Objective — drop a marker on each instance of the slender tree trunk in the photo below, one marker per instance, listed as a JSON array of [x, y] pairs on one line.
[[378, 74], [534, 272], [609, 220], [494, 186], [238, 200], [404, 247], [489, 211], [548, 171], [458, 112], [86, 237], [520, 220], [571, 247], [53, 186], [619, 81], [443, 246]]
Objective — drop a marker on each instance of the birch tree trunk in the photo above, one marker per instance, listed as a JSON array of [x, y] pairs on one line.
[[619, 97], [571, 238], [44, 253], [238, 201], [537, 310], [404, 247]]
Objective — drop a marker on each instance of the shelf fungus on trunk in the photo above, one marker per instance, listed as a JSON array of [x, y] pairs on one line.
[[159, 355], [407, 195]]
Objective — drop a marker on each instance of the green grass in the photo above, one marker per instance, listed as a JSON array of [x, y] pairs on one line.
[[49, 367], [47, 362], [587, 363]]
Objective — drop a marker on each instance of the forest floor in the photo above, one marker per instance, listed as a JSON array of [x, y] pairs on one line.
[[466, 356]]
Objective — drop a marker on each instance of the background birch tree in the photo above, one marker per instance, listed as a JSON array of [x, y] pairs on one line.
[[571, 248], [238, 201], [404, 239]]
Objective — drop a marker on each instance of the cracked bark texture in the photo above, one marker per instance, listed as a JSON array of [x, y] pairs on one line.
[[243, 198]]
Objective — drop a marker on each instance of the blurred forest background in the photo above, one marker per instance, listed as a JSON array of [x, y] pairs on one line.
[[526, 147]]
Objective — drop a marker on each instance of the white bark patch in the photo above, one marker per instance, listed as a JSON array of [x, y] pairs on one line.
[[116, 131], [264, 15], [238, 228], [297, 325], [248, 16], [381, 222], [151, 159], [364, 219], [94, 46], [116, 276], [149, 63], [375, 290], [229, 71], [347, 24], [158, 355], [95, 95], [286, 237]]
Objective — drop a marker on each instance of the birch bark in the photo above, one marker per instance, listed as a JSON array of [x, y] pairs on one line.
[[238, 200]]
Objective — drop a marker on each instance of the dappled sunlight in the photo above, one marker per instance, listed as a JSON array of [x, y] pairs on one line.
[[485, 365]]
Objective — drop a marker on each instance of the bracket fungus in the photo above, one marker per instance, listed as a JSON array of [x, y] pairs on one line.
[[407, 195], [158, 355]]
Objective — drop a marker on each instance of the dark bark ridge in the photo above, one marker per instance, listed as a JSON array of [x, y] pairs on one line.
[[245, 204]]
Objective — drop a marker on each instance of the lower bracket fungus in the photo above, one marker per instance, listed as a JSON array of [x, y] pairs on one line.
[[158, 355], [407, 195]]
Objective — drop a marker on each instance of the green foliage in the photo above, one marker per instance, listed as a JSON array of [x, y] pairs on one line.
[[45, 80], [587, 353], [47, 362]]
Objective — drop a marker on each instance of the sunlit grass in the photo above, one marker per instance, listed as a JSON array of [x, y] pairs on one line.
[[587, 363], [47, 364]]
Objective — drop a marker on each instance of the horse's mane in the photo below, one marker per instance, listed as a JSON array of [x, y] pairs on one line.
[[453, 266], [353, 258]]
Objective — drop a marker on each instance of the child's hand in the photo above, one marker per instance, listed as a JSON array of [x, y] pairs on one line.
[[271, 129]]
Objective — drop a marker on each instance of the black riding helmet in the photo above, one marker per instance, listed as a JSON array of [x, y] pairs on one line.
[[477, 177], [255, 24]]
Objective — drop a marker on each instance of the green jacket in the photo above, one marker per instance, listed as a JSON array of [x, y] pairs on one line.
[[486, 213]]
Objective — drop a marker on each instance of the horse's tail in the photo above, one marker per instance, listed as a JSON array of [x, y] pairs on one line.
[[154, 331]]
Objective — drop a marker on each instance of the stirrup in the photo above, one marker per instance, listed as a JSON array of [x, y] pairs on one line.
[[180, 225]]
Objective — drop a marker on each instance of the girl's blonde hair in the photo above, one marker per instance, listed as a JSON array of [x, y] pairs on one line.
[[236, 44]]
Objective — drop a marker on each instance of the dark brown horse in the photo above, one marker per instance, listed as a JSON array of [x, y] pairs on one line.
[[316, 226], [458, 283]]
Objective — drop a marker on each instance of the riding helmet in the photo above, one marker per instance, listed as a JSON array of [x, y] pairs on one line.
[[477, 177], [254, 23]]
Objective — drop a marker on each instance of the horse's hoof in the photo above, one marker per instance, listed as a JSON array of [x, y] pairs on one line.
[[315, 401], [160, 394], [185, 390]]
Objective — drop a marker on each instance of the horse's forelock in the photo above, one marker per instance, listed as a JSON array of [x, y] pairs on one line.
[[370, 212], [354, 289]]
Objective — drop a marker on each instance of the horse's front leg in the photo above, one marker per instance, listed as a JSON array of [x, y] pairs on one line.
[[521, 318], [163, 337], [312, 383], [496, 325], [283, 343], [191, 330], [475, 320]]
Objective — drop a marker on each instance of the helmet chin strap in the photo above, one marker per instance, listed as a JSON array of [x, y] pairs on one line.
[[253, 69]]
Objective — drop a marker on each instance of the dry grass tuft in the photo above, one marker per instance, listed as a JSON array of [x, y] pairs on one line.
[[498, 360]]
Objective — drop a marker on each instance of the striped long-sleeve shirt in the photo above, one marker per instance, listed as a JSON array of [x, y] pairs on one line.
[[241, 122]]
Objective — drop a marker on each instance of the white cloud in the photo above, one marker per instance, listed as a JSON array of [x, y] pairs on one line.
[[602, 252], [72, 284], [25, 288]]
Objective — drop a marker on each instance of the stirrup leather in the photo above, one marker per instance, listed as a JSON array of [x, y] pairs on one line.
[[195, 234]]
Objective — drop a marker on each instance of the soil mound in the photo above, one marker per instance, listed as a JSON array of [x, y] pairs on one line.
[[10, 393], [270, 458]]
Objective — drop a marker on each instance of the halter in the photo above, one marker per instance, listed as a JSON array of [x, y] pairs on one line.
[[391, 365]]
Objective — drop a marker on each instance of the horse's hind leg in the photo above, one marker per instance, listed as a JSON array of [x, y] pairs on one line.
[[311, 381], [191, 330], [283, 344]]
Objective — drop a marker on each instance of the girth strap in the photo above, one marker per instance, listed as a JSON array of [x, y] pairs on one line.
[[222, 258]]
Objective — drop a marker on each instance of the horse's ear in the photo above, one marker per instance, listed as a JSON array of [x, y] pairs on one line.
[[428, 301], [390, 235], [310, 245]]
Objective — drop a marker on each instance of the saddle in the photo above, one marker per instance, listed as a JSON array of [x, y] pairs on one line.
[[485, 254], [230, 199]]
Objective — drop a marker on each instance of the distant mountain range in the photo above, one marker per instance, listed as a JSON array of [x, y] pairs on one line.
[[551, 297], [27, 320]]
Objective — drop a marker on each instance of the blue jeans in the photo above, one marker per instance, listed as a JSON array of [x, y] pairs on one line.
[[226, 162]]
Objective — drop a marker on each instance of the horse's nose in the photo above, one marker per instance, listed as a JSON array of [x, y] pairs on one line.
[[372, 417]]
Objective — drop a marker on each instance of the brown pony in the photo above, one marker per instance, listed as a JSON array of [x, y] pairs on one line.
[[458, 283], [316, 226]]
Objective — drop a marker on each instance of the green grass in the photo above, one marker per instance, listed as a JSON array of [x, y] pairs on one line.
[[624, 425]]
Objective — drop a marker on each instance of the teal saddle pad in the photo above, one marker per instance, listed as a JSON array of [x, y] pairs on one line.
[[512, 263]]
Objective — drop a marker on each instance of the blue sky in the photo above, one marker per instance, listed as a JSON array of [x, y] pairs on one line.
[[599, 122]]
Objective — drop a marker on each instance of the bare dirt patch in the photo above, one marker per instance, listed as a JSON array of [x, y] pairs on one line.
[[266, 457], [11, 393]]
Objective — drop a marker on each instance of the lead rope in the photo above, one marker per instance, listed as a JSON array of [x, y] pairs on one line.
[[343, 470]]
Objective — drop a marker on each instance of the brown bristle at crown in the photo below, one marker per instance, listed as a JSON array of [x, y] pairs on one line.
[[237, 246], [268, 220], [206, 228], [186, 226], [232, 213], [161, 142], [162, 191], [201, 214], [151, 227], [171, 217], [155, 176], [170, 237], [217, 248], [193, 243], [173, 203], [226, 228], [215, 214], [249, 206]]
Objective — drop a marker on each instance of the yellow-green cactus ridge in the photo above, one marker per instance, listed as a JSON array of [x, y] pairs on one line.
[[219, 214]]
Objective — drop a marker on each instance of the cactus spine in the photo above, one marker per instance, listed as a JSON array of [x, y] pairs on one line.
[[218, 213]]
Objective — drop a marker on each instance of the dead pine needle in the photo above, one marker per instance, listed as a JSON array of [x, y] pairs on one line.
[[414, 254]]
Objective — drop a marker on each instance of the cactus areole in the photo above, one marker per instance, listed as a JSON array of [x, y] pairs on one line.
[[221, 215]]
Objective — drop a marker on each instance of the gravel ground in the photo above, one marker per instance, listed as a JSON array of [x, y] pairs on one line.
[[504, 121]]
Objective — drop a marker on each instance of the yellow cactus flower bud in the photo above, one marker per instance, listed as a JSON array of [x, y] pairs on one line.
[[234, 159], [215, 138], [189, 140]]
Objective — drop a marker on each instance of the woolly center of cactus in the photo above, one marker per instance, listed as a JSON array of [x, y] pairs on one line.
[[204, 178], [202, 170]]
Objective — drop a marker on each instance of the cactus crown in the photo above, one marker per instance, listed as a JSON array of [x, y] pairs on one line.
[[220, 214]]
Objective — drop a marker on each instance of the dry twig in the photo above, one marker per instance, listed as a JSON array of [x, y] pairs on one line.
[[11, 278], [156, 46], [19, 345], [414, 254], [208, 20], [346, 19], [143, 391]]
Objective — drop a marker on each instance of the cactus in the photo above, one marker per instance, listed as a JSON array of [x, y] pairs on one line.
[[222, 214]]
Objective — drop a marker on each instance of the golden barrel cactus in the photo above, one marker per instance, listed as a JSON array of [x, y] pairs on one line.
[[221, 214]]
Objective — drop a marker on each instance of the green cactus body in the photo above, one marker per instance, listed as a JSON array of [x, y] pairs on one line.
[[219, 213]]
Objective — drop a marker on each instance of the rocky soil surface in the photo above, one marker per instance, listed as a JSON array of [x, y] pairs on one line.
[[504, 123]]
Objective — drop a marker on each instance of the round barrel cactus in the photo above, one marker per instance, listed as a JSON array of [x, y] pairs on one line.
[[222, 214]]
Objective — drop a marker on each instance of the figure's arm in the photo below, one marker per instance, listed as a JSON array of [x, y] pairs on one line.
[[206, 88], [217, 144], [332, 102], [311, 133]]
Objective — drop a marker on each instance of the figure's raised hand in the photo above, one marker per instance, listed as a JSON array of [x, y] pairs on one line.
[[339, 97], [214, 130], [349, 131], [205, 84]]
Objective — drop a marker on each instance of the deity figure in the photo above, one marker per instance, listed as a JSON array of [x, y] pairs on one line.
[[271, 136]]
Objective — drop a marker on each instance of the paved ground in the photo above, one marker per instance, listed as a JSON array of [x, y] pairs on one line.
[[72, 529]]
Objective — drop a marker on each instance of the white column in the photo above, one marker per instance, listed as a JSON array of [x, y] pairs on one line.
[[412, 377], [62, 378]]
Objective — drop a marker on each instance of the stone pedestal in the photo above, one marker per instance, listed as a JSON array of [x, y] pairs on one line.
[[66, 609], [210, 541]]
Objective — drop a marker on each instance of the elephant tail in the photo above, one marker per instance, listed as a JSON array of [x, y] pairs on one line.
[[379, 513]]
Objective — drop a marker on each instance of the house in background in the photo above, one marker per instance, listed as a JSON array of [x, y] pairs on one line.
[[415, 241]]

==============================

▶ [GOAL]
Nothing but the lines from the line with "the figure's raised" to the last line of the listing above should appear; please retype them exactly, both ends included.

▶ [TASK RESULT]
Objective — drop a marker on each instance of the figure's raised hand in the photo above, one marker per instance, listed as a JSON array of [x, y] pairs on one line.
[[339, 97], [214, 130], [349, 131], [205, 84]]
Objective — drop a marker on each instance of the deity figure in the photo above, one marker per instance, listed as a JSON array of [x, y] pairs on one line.
[[271, 136]]
Objective — drop a marker on each instance of the paved ground in the photo above, one marker per instance, listed as a JSON array of [x, y] pairs on one line.
[[72, 529]]
Objective — drop a marker on each instance of the white column in the photo above, one marker per instance, listed as a JSON array of [x, y] pairs on one line.
[[412, 377], [62, 378]]
Objective — drop a marker on each instance of the stone pedestal in the photo above, one marker per instance, listed as a JSON array of [x, y] pairs on one line.
[[66, 609], [210, 541]]
Objective — drop a marker on each instance of the elephant tail in the photo above, one marker per instance, listed as a JSON array of [x, y] pairs on one line.
[[379, 513]]
Objective — drop a marker on each instance of the house in background in the photo above, one marker per instance, listed as a JSON array of [x, y] pairs on one line.
[[415, 241]]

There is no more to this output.